/---
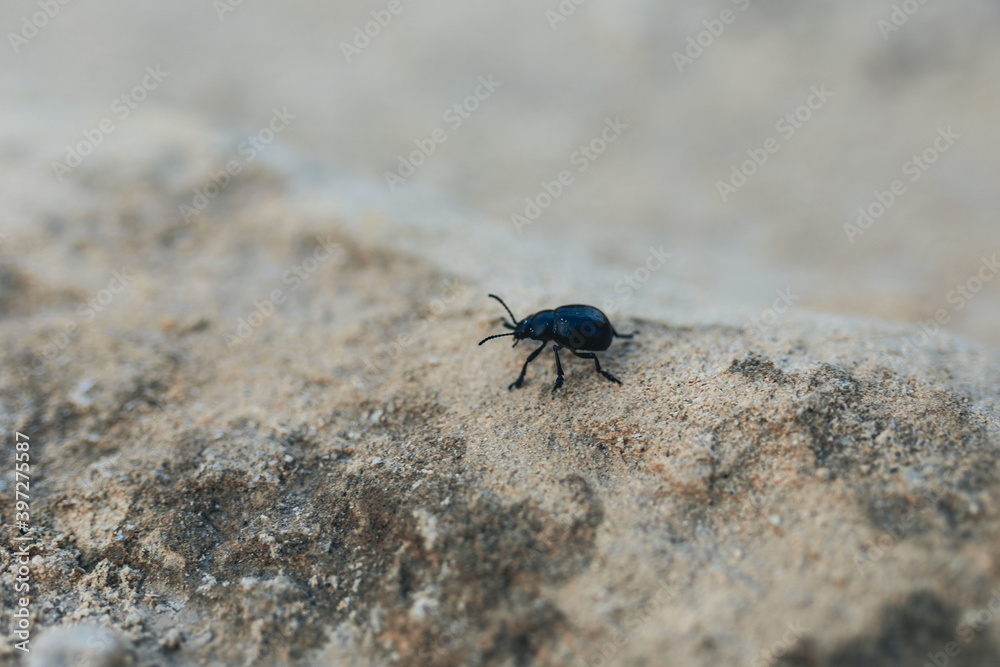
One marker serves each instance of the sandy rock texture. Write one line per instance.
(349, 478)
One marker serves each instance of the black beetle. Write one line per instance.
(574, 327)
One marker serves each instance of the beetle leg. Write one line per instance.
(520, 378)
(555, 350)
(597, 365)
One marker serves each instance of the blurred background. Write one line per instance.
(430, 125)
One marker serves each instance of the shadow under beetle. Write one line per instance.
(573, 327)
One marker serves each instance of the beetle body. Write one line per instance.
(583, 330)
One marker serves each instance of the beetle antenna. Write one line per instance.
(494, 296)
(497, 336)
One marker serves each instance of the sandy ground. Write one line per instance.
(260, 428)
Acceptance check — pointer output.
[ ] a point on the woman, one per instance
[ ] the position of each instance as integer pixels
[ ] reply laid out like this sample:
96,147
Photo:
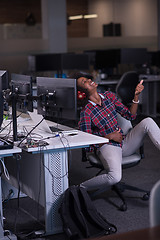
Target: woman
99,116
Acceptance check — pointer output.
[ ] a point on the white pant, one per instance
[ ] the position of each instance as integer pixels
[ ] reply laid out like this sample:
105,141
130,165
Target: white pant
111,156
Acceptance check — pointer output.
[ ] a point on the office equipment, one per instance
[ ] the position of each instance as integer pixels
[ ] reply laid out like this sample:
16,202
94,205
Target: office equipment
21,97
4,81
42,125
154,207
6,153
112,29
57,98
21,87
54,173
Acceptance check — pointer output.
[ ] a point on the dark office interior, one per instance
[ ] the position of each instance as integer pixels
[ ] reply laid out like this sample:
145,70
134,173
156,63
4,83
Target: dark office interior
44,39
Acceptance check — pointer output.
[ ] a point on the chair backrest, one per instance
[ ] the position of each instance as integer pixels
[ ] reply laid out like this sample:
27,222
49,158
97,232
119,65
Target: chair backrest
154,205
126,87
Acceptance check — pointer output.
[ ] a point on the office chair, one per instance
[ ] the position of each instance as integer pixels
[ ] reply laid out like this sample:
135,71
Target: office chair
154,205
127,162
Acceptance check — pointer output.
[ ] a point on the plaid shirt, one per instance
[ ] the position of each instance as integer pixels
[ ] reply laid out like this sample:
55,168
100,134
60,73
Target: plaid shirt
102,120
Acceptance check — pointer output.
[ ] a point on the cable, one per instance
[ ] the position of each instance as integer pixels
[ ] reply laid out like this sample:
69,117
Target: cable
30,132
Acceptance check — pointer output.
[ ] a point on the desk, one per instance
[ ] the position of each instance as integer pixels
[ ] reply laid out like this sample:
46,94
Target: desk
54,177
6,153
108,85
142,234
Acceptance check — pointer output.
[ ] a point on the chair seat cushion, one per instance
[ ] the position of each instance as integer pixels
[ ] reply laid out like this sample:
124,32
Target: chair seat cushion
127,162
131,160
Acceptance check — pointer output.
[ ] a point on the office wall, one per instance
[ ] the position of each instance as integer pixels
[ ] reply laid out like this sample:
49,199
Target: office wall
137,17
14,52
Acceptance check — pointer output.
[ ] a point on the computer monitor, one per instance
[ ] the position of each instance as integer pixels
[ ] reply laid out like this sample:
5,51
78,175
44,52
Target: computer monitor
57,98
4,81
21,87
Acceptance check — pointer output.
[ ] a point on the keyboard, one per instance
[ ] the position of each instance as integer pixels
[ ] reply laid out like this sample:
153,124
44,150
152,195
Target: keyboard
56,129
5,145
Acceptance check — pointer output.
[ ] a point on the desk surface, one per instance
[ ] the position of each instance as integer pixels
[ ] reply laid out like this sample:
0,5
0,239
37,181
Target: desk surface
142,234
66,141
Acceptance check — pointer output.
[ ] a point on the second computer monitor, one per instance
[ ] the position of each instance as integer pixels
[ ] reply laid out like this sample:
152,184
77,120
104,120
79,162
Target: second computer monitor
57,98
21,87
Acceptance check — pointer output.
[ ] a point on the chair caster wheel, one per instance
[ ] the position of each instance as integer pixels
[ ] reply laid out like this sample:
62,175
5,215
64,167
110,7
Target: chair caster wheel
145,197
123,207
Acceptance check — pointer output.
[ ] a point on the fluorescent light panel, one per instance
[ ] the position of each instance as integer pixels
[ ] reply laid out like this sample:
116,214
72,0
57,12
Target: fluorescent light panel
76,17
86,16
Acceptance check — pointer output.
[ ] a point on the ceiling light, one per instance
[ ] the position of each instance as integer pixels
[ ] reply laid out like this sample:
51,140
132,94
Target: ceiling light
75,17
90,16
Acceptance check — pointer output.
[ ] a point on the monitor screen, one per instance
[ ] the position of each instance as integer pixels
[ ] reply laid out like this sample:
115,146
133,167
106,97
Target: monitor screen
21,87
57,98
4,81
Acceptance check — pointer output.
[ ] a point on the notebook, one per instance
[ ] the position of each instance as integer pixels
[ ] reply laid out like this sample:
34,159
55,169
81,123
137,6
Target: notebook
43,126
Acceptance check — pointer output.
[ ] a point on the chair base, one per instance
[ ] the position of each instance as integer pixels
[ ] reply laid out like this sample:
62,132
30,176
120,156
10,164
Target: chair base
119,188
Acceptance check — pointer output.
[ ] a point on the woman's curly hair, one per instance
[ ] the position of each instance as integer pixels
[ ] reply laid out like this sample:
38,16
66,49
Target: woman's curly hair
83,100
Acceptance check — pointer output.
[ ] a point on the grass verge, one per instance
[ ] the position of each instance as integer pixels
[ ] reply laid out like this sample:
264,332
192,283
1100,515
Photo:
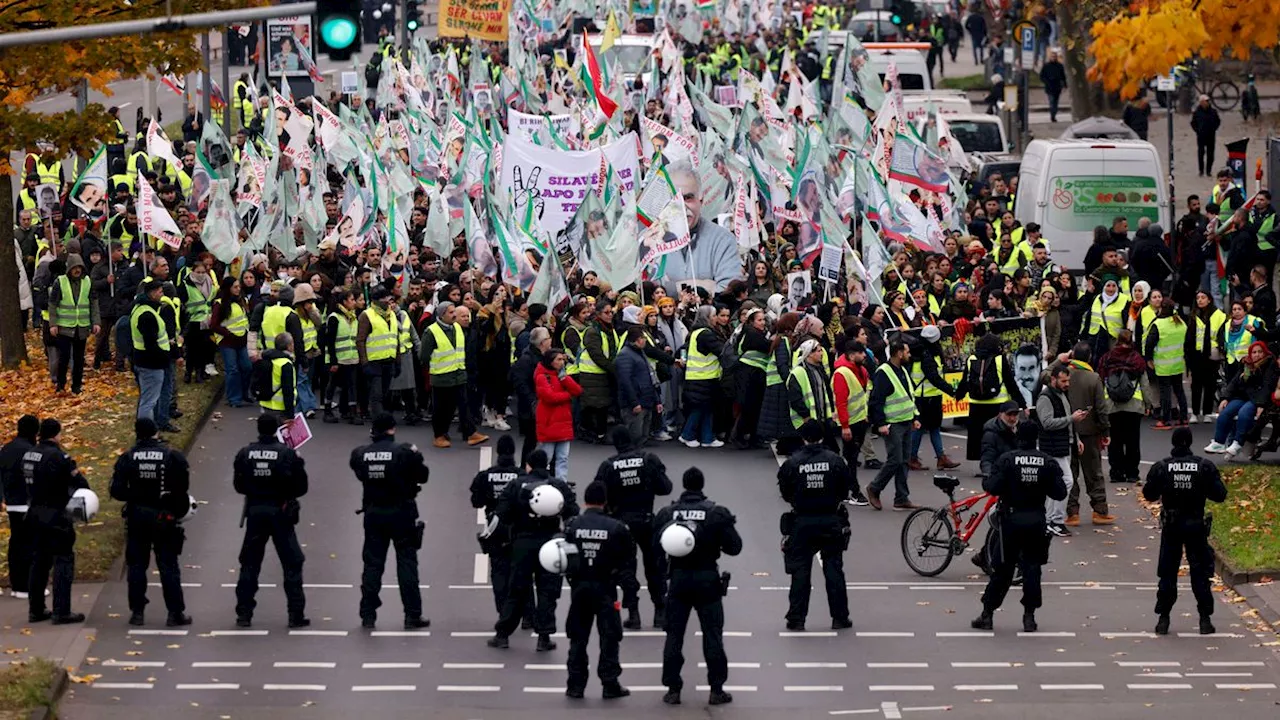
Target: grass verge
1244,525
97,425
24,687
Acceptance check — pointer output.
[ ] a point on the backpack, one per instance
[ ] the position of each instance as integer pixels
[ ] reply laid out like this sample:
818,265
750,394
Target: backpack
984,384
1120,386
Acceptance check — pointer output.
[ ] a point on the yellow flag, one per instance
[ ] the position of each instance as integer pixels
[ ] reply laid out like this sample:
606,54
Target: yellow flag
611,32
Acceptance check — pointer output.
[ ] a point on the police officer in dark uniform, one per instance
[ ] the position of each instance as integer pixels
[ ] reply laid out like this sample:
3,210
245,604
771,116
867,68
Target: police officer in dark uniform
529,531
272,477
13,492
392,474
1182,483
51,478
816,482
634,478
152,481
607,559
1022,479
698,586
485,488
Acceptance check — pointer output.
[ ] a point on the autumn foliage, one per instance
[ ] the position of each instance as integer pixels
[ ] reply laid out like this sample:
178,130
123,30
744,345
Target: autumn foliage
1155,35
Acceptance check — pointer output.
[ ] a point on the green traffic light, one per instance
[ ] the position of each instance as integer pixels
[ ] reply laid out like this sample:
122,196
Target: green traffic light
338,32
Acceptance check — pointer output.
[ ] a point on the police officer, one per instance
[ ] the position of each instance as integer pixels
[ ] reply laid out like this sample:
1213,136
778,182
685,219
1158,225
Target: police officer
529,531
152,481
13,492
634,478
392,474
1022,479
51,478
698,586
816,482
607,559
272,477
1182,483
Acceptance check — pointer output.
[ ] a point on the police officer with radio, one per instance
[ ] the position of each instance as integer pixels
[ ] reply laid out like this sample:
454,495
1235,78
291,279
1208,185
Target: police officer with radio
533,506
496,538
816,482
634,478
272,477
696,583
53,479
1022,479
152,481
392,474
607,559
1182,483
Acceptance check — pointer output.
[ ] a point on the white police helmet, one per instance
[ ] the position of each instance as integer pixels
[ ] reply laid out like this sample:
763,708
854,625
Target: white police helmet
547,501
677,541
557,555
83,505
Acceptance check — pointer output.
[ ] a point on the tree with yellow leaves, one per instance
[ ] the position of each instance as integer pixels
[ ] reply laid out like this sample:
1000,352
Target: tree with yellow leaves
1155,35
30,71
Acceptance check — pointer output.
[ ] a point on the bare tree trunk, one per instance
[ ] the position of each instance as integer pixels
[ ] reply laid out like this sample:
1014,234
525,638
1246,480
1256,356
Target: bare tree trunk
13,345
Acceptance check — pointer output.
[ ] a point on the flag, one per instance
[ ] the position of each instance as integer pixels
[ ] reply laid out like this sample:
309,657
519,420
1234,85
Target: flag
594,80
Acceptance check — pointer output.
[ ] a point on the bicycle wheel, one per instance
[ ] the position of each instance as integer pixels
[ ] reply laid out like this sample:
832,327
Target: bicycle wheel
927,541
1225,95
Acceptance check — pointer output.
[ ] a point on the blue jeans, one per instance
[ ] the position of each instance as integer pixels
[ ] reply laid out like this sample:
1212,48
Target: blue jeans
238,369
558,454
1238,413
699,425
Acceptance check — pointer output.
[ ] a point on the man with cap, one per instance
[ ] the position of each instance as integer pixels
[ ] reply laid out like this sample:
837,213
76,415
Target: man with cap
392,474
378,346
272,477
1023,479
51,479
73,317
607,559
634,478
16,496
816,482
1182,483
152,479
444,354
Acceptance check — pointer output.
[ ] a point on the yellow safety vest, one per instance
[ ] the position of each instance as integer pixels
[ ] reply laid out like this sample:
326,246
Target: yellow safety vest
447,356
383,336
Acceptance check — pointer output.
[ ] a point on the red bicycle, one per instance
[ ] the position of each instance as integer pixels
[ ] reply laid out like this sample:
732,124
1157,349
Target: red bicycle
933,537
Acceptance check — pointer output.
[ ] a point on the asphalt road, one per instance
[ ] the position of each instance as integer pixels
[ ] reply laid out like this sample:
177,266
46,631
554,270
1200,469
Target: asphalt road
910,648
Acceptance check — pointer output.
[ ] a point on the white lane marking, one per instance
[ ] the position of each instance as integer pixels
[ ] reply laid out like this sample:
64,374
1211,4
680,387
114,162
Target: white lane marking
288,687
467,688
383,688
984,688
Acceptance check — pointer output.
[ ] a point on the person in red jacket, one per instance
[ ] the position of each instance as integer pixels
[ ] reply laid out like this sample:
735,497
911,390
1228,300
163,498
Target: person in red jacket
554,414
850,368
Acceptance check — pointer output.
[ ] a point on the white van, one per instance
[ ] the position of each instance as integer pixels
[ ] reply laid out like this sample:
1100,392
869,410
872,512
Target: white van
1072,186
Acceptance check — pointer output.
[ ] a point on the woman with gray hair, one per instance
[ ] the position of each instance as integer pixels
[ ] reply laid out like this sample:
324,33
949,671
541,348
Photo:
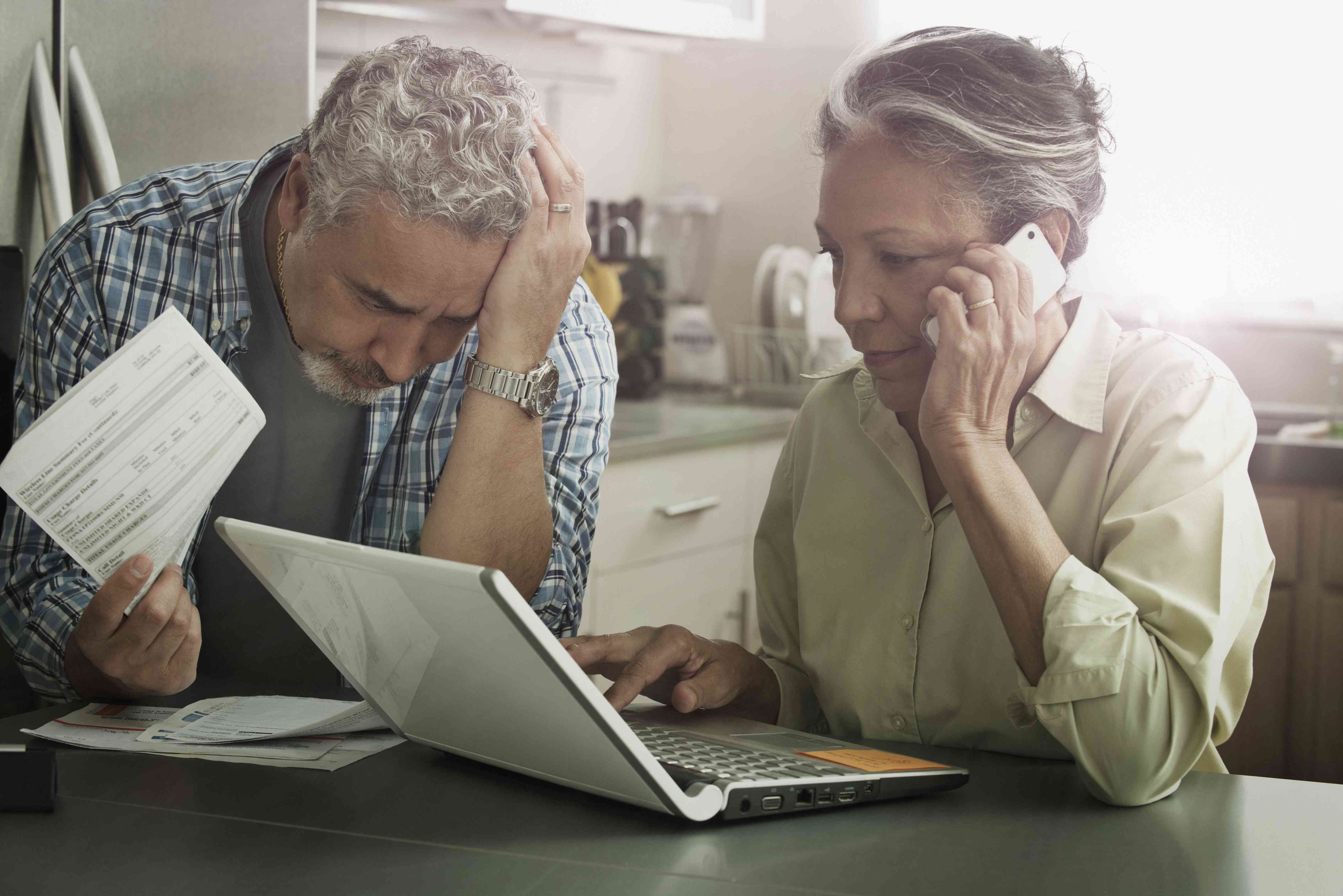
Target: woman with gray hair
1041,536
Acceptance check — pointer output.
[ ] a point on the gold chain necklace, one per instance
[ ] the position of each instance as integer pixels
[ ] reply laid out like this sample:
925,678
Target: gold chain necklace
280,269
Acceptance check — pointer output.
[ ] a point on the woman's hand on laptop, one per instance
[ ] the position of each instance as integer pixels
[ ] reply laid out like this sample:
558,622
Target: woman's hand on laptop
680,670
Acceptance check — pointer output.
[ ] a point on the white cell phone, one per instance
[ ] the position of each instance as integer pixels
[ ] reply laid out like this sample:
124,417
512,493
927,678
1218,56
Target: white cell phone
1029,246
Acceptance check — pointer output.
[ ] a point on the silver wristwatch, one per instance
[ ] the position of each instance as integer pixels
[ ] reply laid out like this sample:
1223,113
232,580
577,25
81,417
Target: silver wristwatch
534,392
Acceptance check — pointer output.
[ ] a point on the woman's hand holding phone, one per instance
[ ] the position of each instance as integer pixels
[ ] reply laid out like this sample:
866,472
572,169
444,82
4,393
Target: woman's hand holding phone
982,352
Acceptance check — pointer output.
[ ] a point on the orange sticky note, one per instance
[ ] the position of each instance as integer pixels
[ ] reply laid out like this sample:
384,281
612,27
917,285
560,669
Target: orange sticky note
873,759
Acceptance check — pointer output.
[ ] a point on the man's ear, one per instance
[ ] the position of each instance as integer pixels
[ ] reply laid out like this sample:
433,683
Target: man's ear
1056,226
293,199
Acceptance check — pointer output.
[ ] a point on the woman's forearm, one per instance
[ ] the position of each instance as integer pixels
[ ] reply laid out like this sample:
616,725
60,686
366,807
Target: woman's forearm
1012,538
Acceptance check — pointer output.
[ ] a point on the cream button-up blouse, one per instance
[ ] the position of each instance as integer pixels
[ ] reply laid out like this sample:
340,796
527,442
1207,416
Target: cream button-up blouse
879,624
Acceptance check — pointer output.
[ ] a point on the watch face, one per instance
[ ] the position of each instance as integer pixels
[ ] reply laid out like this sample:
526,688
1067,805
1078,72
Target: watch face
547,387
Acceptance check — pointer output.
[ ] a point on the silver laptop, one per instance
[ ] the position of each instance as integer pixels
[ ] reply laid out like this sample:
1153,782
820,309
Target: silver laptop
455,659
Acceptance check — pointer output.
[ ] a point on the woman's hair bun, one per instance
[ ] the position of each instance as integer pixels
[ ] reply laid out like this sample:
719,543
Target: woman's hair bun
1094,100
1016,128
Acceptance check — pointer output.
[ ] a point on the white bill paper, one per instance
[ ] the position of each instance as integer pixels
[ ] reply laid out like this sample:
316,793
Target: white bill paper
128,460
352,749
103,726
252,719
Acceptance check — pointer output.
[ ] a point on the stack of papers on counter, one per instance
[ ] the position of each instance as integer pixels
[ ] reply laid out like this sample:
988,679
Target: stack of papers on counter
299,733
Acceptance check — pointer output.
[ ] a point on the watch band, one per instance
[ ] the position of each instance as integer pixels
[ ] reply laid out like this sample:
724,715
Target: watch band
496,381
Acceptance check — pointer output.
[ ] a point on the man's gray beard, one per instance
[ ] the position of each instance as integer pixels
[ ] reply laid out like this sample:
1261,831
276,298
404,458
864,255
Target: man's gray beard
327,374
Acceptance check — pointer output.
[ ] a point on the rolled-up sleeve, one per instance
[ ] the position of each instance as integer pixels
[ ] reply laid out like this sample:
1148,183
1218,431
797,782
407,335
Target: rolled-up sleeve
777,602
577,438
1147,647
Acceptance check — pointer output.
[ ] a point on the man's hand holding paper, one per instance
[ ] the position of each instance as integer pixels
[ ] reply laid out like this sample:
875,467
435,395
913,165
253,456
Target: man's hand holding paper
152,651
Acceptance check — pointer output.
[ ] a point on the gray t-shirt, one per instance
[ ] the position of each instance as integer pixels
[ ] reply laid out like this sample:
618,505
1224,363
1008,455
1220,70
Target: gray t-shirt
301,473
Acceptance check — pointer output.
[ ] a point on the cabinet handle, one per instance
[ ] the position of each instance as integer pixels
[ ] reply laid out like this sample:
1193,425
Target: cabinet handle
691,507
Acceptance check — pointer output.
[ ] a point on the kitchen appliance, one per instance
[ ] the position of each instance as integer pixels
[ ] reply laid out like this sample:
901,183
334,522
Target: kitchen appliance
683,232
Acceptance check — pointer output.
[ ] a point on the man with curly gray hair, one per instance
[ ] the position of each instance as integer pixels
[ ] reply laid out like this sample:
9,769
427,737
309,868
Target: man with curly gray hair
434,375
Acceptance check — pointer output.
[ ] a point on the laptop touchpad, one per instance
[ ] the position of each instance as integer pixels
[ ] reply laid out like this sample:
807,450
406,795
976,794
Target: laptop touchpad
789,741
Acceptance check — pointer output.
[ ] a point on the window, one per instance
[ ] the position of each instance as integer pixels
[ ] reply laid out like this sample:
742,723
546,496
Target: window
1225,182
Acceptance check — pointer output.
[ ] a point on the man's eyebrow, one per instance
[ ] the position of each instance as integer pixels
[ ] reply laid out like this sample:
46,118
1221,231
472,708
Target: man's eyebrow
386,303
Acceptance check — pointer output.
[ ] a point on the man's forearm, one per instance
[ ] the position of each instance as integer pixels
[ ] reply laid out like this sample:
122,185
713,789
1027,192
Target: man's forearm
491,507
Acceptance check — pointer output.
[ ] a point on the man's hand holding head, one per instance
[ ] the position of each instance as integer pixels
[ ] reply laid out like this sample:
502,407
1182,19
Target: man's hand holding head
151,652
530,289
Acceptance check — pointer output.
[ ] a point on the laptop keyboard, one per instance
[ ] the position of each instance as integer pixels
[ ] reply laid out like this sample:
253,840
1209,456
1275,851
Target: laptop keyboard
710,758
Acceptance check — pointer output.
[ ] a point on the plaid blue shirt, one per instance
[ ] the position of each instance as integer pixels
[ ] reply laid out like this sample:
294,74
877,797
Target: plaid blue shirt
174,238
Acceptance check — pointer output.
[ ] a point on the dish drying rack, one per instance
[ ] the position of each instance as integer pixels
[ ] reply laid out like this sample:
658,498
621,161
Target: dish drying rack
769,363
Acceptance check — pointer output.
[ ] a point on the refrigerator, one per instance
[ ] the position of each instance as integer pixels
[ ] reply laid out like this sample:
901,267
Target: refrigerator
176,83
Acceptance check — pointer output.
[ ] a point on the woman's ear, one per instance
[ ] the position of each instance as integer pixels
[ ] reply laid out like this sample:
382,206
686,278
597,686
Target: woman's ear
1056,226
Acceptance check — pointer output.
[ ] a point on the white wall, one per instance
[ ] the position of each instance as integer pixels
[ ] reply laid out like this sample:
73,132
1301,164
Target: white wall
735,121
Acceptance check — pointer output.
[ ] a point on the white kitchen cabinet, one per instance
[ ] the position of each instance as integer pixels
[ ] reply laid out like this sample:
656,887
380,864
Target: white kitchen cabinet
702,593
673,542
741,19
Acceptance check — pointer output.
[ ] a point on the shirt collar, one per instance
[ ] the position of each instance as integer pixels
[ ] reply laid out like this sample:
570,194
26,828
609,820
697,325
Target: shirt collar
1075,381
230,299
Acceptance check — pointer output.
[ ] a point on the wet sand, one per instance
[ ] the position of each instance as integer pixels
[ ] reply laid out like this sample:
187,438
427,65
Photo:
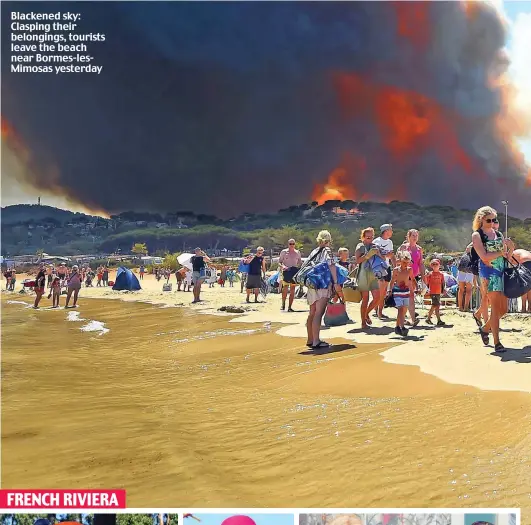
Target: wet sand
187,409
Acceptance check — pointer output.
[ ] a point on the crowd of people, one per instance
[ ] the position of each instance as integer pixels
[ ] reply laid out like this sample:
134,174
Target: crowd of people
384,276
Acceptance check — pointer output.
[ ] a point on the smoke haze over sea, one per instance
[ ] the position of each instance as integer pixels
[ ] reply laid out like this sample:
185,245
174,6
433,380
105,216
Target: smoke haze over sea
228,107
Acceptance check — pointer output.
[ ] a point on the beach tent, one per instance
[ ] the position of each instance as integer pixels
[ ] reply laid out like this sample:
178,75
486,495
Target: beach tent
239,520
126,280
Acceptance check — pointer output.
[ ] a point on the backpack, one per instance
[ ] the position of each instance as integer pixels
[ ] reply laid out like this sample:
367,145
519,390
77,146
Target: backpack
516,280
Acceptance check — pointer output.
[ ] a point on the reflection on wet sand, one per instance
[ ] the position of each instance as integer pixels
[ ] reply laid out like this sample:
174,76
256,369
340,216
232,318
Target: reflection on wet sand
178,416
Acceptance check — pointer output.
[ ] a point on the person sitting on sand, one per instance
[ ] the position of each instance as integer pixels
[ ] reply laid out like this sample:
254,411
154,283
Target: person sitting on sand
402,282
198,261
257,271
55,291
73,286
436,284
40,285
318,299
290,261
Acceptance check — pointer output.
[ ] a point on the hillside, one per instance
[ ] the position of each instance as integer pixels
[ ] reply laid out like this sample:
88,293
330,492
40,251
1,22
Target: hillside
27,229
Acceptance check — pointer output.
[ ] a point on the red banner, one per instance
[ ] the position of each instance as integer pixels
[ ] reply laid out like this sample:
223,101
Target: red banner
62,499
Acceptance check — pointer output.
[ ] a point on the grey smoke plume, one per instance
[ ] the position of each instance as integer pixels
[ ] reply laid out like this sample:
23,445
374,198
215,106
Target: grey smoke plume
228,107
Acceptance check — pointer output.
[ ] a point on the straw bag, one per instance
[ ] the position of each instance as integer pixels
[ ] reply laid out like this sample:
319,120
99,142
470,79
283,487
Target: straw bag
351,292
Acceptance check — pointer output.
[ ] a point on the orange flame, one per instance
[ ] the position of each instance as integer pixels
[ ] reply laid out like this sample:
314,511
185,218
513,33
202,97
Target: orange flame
\---
▸ **Task prompt**
Determine how many lines in the records include the string "flame". Only that number should be given.

▸ **Answer to this exercise**
2